→ **Aim of the task**
Copy out the lines of the entries below character for character, from the line with "Return the mask of every instance of the blue" to the line with "115 L 6 123", including both of those lines.

>> START Given records

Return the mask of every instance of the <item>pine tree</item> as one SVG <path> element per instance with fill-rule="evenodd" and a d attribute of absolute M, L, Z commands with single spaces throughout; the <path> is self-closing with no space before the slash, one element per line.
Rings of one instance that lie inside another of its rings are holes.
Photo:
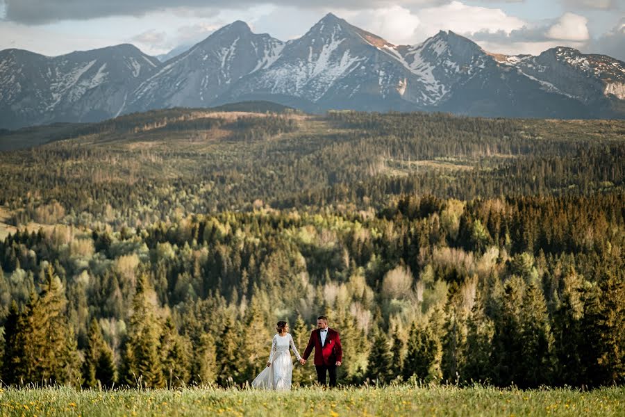
<path fill-rule="evenodd" d="M 186 386 L 189 382 L 189 359 L 185 344 L 169 317 L 165 320 L 160 336 L 160 352 L 167 387 Z"/>
<path fill-rule="evenodd" d="M 131 386 L 165 386 L 159 354 L 160 326 L 153 300 L 156 295 L 147 277 L 140 274 L 123 357 L 124 382 Z"/>
<path fill-rule="evenodd" d="M 522 279 L 513 275 L 504 286 L 501 307 L 493 305 L 498 300 L 490 303 L 492 309 L 501 311 L 495 318 L 493 336 L 493 383 L 497 385 L 508 386 L 521 377 L 523 358 L 519 318 L 523 294 Z"/>
<path fill-rule="evenodd" d="M 572 270 L 562 279 L 562 295 L 555 301 L 553 352 L 556 359 L 555 379 L 559 384 L 578 386 L 589 384 L 589 365 L 597 363 L 596 355 L 588 362 L 583 358 L 584 351 L 593 350 L 585 348 L 590 336 L 583 328 L 585 284 L 591 285 Z"/>
<path fill-rule="evenodd" d="M 19 377 L 24 382 L 80 383 L 76 337 L 67 321 L 65 291 L 51 266 L 40 296 L 31 296 L 17 332 L 24 338 Z"/>
<path fill-rule="evenodd" d="M 522 388 L 551 383 L 553 336 L 542 290 L 536 279 L 525 290 L 519 317 Z"/>
<path fill-rule="evenodd" d="M 403 361 L 403 379 L 408 380 L 415 377 L 417 380 L 428 379 L 430 370 L 436 360 L 437 350 L 436 342 L 430 329 L 413 322 Z"/>
<path fill-rule="evenodd" d="M 462 303 L 460 288 L 456 283 L 449 287 L 445 305 L 445 322 L 441 338 L 442 357 L 441 370 L 443 378 L 447 381 L 457 381 L 458 371 L 464 362 L 463 348 L 466 343 L 467 324 Z"/>
<path fill-rule="evenodd" d="M 28 334 L 24 328 L 26 323 L 24 314 L 20 314 L 17 304 L 13 300 L 9 310 L 9 315 L 4 323 L 4 352 L 2 359 L 2 379 L 7 385 L 19 384 L 20 379 L 26 376 L 25 336 Z"/>
<path fill-rule="evenodd" d="M 373 343 L 369 354 L 365 377 L 376 384 L 385 384 L 392 379 L 392 363 L 388 339 L 379 329 L 374 331 Z"/>
<path fill-rule="evenodd" d="M 90 388 L 100 385 L 112 386 L 115 382 L 112 350 L 102 337 L 100 326 L 95 318 L 91 320 L 88 336 L 89 341 L 83 363 L 83 383 Z"/>
<path fill-rule="evenodd" d="M 401 376 L 401 370 L 403 368 L 403 340 L 401 335 L 399 334 L 399 330 L 397 326 L 395 326 L 395 330 L 393 332 L 393 343 L 391 348 L 391 354 L 392 355 L 392 372 L 393 379 Z"/>
<path fill-rule="evenodd" d="M 267 358 L 271 349 L 272 334 L 267 330 L 265 314 L 260 303 L 253 296 L 246 312 L 244 319 L 243 346 L 242 355 L 246 361 L 244 375 L 245 380 L 252 380 L 265 368 Z"/>
<path fill-rule="evenodd" d="M 492 380 L 494 335 L 494 323 L 486 316 L 484 300 L 481 292 L 478 292 L 468 323 L 467 354 L 460 370 L 464 381 L 488 382 Z"/>
<path fill-rule="evenodd" d="M 295 343 L 295 346 L 299 350 L 299 354 L 303 354 L 303 350 L 306 349 L 306 345 L 308 343 L 308 338 L 310 336 L 310 328 L 306 326 L 306 323 L 301 318 L 301 316 L 298 316 L 291 333 L 292 334 L 293 341 Z M 342 340 L 343 334 L 342 329 Z M 342 368 L 342 366 L 341 367 Z M 293 384 L 301 385 L 307 382 L 312 383 L 312 382 L 315 380 L 314 366 L 299 366 L 297 363 L 295 364 L 295 366 L 293 368 Z M 341 380 L 342 381 L 344 379 Z"/>
<path fill-rule="evenodd" d="M 201 334 L 194 346 L 194 354 L 191 358 L 191 383 L 208 385 L 217 378 L 217 363 L 215 342 L 208 334 Z"/>
<path fill-rule="evenodd" d="M 602 267 L 598 284 L 602 292 L 600 318 L 601 357 L 604 384 L 625 382 L 625 270 Z"/>
<path fill-rule="evenodd" d="M 217 357 L 217 384 L 230 386 L 241 382 L 242 368 L 240 357 L 241 332 L 235 322 L 228 319 L 216 343 Z"/>

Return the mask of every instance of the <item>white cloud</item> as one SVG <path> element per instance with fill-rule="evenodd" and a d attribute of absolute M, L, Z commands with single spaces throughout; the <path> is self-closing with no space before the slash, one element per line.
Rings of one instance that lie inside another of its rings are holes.
<path fill-rule="evenodd" d="M 481 31 L 510 33 L 525 24 L 518 17 L 508 16 L 501 9 L 468 6 L 457 1 L 422 9 L 417 15 L 422 22 L 419 32 L 426 36 L 431 36 L 440 30 L 463 35 Z"/>
<path fill-rule="evenodd" d="M 422 26 L 417 15 L 397 5 L 360 12 L 341 10 L 337 15 L 395 44 L 414 42 L 415 31 Z"/>
<path fill-rule="evenodd" d="M 569 8 L 585 8 L 599 10 L 610 10 L 617 8 L 620 0 L 565 0 L 565 3 Z M 622 8 L 623 5 L 620 6 Z"/>
<path fill-rule="evenodd" d="M 567 13 L 549 28 L 547 36 L 549 39 L 560 40 L 585 41 L 590 38 L 588 19 L 575 13 Z"/>
<path fill-rule="evenodd" d="M 133 42 L 141 44 L 162 44 L 167 37 L 165 32 L 158 32 L 155 30 L 146 31 L 134 36 L 131 40 Z"/>
<path fill-rule="evenodd" d="M 584 46 L 584 42 L 546 40 L 540 42 L 493 42 L 479 41 L 477 42 L 485 51 L 504 55 L 540 55 L 542 52 L 555 48 L 556 47 L 570 47 L 579 49 Z"/>
<path fill-rule="evenodd" d="M 625 61 L 625 17 L 611 31 L 588 42 L 584 51 L 603 54 Z"/>
<path fill-rule="evenodd" d="M 48 56 L 73 51 L 85 51 L 123 43 L 119 38 L 101 38 L 85 34 L 76 36 L 40 28 L 32 28 L 10 22 L 0 24 L 0 50 L 26 49 Z"/>

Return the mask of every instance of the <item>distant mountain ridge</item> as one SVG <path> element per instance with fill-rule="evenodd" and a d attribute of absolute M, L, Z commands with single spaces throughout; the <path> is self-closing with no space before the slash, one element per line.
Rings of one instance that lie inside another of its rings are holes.
<path fill-rule="evenodd" d="M 453 32 L 394 45 L 332 14 L 283 42 L 238 21 L 161 63 L 124 44 L 58 57 L 0 51 L 0 128 L 266 100 L 331 108 L 625 117 L 625 63 L 563 47 L 488 53 Z"/>

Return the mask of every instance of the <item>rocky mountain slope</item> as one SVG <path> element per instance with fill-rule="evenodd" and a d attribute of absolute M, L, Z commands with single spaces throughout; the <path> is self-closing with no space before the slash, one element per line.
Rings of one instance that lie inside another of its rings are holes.
<path fill-rule="evenodd" d="M 59 57 L 0 51 L 0 128 L 269 100 L 308 111 L 625 117 L 625 63 L 558 47 L 490 54 L 441 31 L 394 45 L 329 14 L 287 42 L 235 22 L 160 63 L 131 45 Z"/>

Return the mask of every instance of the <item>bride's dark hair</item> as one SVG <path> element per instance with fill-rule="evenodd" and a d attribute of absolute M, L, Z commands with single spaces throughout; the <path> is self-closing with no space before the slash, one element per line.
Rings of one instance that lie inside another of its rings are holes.
<path fill-rule="evenodd" d="M 276 327 L 276 330 L 278 333 L 282 333 L 282 331 L 284 330 L 285 327 L 286 327 L 286 322 L 279 321 L 278 322 L 278 325 Z"/>

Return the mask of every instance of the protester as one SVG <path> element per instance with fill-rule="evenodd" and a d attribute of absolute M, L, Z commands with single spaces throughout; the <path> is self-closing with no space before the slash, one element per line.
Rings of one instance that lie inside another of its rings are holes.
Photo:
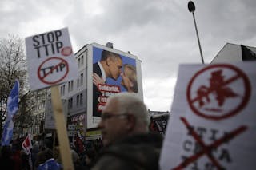
<path fill-rule="evenodd" d="M 85 166 L 86 169 L 90 169 L 93 166 L 97 152 L 94 148 L 90 148 L 86 152 L 86 155 L 84 156 Z"/>
<path fill-rule="evenodd" d="M 58 164 L 53 155 L 53 152 L 50 148 L 46 148 L 44 151 L 45 153 L 45 158 L 46 161 L 43 164 L 39 164 L 38 170 L 60 170 L 62 169 L 62 165 Z"/>
<path fill-rule="evenodd" d="M 0 154 L 1 169 L 14 169 L 14 160 L 11 157 L 11 147 L 9 145 L 2 146 Z"/>
<path fill-rule="evenodd" d="M 98 125 L 105 148 L 92 169 L 158 169 L 162 137 L 148 132 L 147 109 L 134 95 L 108 98 Z"/>

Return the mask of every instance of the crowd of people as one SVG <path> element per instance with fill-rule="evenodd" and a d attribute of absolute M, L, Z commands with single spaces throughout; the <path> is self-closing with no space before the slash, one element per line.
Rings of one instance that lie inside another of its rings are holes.
<path fill-rule="evenodd" d="M 74 169 L 158 169 L 162 136 L 149 131 L 145 104 L 133 93 L 120 93 L 108 98 L 98 128 L 102 145 L 84 143 L 81 152 L 70 144 Z M 2 169 L 63 169 L 58 146 L 34 142 L 30 155 L 22 140 L 0 152 Z"/>

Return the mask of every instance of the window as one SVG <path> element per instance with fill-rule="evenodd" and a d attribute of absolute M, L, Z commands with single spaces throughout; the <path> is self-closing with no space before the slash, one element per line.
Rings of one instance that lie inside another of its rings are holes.
<path fill-rule="evenodd" d="M 63 95 L 65 95 L 65 85 L 63 85 Z"/>
<path fill-rule="evenodd" d="M 82 98 L 82 93 L 80 94 L 80 105 L 82 105 L 83 98 Z"/>
<path fill-rule="evenodd" d="M 70 109 L 73 108 L 73 98 L 71 97 L 70 98 Z"/>
<path fill-rule="evenodd" d="M 73 90 L 73 85 L 74 85 L 74 81 L 71 81 L 71 85 L 70 85 L 70 91 L 72 91 Z"/>
<path fill-rule="evenodd" d="M 78 78 L 78 79 L 77 80 L 77 88 L 78 88 L 79 85 L 80 85 L 80 79 Z"/>
<path fill-rule="evenodd" d="M 62 96 L 65 95 L 65 85 L 61 86 L 61 95 Z"/>
<path fill-rule="evenodd" d="M 70 92 L 70 81 L 68 82 L 67 91 Z"/>
<path fill-rule="evenodd" d="M 78 68 L 80 67 L 80 58 L 78 58 Z"/>
<path fill-rule="evenodd" d="M 83 73 L 80 74 L 80 84 L 81 84 L 81 85 L 83 85 Z"/>
<path fill-rule="evenodd" d="M 81 66 L 83 65 L 83 56 L 81 57 Z"/>
<path fill-rule="evenodd" d="M 79 105 L 79 101 L 80 101 L 80 96 L 78 94 L 78 95 L 77 95 L 77 106 Z"/>

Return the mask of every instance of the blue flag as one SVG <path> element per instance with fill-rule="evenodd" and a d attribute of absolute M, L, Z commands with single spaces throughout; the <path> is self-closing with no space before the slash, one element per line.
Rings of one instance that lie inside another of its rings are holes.
<path fill-rule="evenodd" d="M 12 90 L 7 99 L 7 115 L 6 123 L 3 126 L 3 132 L 2 136 L 2 146 L 9 145 L 13 136 L 14 122 L 13 117 L 16 114 L 18 108 L 18 90 L 19 83 L 16 80 Z"/>

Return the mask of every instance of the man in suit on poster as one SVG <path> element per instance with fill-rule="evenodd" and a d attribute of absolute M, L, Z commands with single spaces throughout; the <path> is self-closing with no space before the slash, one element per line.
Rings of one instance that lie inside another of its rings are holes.
<path fill-rule="evenodd" d="M 101 92 L 98 89 L 98 84 L 106 84 L 106 77 L 117 80 L 122 73 L 122 61 L 119 54 L 103 50 L 101 60 L 93 65 L 93 116 L 101 117 L 98 110 L 98 97 Z"/>

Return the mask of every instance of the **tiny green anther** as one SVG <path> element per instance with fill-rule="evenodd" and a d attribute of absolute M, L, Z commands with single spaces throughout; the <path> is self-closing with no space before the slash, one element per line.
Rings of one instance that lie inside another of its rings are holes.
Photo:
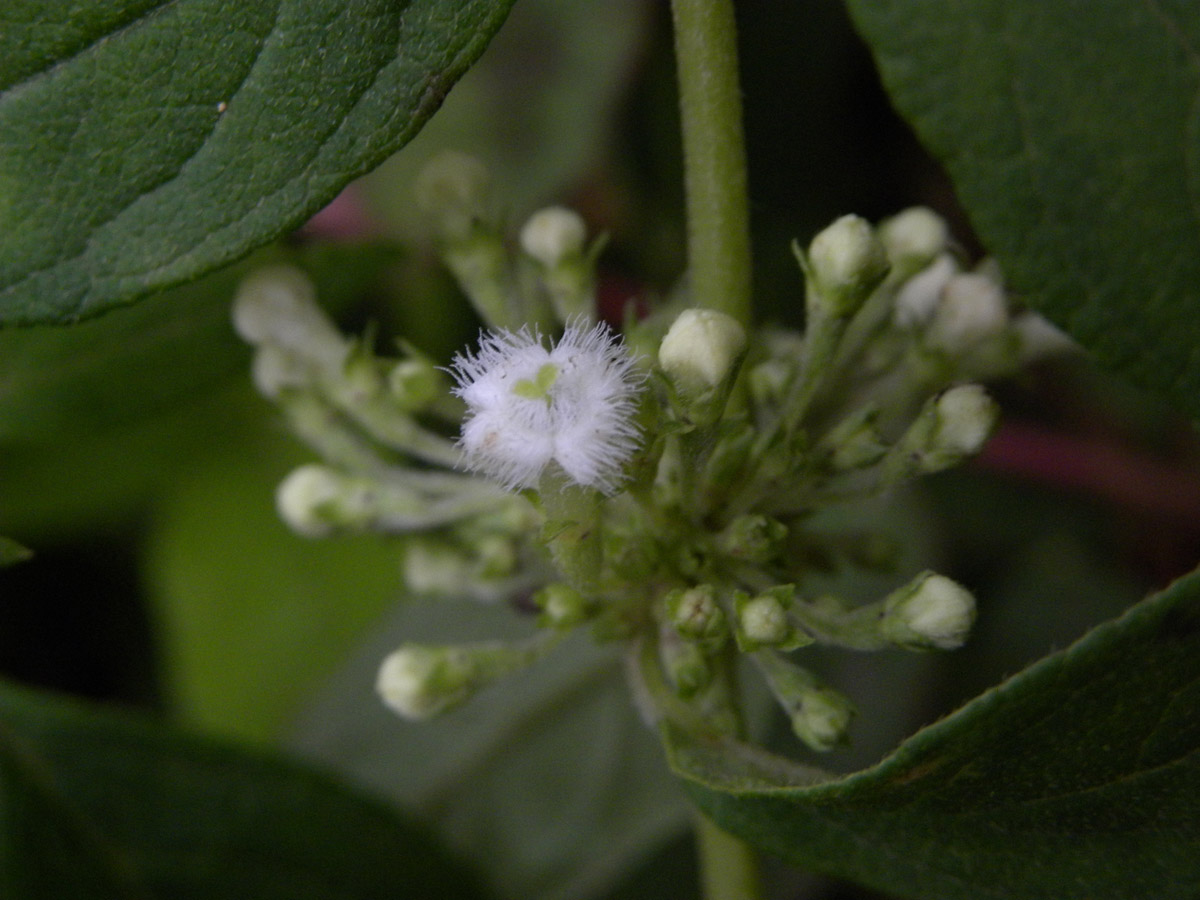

>> END Given records

→ **Complete output**
Return the mask of every instance of the blue flag as one SVG <path> element per instance with fill-rule="evenodd" and a d attribute of absolute M, L, Z commands with single spaces throughout; the <path> is self-closing with no space before the slash, one element per line.
Rings of one instance that lie inside another of its rings are holes.
<path fill-rule="evenodd" d="M 12 90 L 7 99 L 7 115 L 6 123 L 3 126 L 3 132 L 2 136 L 2 146 L 9 145 L 13 136 L 14 122 L 13 117 L 16 114 L 18 108 L 18 90 L 19 83 L 16 80 Z"/>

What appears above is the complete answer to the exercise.